→ **WHAT YOU ARE ASKED TO DO**: Your reply should repeat all records verbatim and contain no images.

[Data records]
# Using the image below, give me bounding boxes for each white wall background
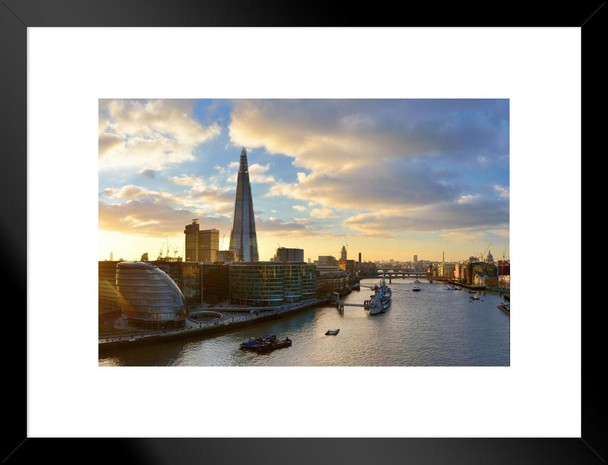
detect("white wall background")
[28,28,580,437]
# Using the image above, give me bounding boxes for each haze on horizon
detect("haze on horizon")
[98,99,509,263]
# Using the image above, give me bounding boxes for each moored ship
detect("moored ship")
[366,278,392,314]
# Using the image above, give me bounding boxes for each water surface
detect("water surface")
[99,279,510,366]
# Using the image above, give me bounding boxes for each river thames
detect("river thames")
[99,278,509,366]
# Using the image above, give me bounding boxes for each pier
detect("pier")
[333,291,367,313]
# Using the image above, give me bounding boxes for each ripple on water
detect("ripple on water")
[99,279,510,366]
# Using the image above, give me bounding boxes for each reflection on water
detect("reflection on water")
[99,279,509,366]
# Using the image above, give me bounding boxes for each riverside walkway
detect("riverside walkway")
[99,298,326,352]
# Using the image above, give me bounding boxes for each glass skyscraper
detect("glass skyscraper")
[229,148,259,262]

→ **YOUR RESPONSE**:
# Using the image below, give me bounding boxes for each white wall background
detect("white wall background")
[28,28,580,437]
# Using the image above, give me bounding boxes for each haze on horizon
detect("haze on horizon")
[98,99,509,263]
# Using the image above, give me bounding boxes for each moored ship
detect("moored ship")
[366,278,392,314]
# Using the image above, give me bounding boxes for each water surface
detect("water surface")
[99,279,510,366]
# Using the image above, give me bounding boxes for each river thames
detect("river thames")
[99,278,509,366]
# Using the image above, give me bounding boxes for each pier
detect("pier")
[333,291,367,313]
# Using the image above, give me bounding boxes for each ripple on water
detect("ripple on water")
[99,279,510,366]
# Using the image above, give me bounding boxes for each reflection on water
detect("reflection on water")
[99,279,509,366]
# Using the image above, give me bounding boxes for each riverside walkway
detect("riverside walkway")
[99,298,326,352]
# Using the image above, give me bounding boxes for each glass skyscraper
detect("glass skyscraper")
[229,148,259,262]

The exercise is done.